── Texto seleccionado

Con tanta producción historiográfica por el centenario de la Constitución de 1917 como el bicentenario de las independencias latinoamericanas puede sonar extraño que por mucho tiempo no fue relevante estudiar el constitucionalismo y la historia del derecho en el ámbito de los historiadores. Muchos pensaban que era una disciplina formalista o una cuestión de abogados. La situación se volvió más extrema cuando François-Xavier Guerra reactivó el tema en la década de 1980, aunque en términos negativos. Su más famosa obra, México: del Antiguo Régimen a la Revolución, supuso que las constituciones latinoamericanas -lo que incluía las del México decimonónico- eran una fachada moderna superpuesta a una realidad premoderna.
Paralelamente, Marcello Carmagnani proyectó, en la misma época, un enfoque distinto. Pensaba que el constitucionalismo era en sí mismo un precepto liberal y que debía estudiarse por vectores y desde una perspectiva que evaluara tanto las continuidades de corto como de largo plazo, así como sus rupturas. De ahí que ensayara, en muchas de sus obras, la necesidad de trabajar con el mismo ímpetu las doctrinas (ideas políticas), las constituciones y sus instituciones y las prácticas políticas. Por lo tanto, le resultaba fundamental analizar el constitucionalismo no sólo en la producción de sus constituciones generales, sino en lo previsto en las constituciones estatales, las leyes secundarias (estatutos, leyes orgánicas, bandos, decretos), convocatorias, instrucciones y códigos legales de todo orden. A todo este corpus documental lo denominó “proceso de interiorización liberal”.

────

> _Tus instrucciones_:
Según el texto seleccionado, ¿qué nombre dio Marcello Carmagnani al corpus documental con el que estudiaba el constitucionalismo? Indícalo, por favor, en una frase.

── Listado

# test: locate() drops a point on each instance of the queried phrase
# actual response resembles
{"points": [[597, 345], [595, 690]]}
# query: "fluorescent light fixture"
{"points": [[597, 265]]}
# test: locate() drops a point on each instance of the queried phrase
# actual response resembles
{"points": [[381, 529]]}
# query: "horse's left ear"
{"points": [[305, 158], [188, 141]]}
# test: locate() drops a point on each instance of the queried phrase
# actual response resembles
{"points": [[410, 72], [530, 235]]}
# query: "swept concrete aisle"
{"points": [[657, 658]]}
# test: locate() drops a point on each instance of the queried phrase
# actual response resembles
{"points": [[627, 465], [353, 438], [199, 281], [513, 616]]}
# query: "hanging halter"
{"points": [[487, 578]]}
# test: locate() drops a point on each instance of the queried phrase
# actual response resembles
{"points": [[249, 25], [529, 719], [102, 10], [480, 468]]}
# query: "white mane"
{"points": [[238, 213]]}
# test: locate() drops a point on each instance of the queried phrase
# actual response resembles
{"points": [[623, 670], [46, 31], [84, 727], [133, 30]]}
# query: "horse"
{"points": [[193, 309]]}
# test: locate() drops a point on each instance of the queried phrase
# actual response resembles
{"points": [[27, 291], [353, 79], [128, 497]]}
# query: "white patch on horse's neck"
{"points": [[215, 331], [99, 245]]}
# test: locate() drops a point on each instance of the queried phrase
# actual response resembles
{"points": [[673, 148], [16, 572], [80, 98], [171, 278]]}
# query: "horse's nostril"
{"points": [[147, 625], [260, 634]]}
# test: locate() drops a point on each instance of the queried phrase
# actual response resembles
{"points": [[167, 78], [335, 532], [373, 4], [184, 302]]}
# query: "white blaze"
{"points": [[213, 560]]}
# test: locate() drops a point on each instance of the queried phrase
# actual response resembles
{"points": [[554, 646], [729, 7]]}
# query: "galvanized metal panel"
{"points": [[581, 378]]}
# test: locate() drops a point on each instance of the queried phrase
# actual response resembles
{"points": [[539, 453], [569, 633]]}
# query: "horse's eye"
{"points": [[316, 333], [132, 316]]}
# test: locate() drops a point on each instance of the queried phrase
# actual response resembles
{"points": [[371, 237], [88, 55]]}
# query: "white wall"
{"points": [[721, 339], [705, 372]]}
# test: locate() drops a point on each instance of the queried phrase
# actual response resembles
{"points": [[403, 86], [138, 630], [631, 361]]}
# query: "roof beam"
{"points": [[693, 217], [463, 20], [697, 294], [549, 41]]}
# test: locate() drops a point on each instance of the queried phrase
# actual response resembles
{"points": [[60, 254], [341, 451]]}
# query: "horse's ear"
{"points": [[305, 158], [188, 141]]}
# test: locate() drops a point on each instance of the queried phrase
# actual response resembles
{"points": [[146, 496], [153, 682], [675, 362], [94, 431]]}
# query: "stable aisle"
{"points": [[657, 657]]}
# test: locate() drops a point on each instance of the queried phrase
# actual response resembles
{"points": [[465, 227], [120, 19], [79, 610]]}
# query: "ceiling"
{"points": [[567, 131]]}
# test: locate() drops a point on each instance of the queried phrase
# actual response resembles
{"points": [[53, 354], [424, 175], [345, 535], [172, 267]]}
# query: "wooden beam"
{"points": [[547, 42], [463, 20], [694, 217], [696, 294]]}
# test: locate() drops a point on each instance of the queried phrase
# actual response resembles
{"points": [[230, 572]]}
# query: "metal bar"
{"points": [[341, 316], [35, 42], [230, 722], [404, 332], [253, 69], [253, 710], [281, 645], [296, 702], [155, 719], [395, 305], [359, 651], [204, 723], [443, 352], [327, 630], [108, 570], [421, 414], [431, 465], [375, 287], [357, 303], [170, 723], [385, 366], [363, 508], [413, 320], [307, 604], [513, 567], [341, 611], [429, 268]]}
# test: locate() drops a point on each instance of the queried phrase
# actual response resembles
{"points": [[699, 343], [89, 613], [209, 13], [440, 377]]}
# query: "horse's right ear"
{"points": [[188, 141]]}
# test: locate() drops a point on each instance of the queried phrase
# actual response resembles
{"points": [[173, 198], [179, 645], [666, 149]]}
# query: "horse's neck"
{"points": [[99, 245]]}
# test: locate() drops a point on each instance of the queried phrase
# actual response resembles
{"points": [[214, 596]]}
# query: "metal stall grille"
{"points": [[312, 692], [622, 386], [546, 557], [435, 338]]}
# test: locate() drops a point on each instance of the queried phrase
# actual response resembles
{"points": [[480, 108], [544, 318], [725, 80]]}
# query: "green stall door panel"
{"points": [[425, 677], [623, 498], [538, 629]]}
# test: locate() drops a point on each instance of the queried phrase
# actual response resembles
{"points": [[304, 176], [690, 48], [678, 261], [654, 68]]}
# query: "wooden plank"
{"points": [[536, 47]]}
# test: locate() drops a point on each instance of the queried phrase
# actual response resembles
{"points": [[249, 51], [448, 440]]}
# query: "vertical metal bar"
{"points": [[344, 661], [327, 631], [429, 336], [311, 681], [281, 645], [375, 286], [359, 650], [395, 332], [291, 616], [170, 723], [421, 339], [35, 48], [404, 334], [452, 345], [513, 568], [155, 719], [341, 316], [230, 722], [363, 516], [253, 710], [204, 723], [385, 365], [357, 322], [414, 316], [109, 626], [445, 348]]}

────

> _Resultado del ejercicio_:
Lo denominó “proceso de interiorización liberal”.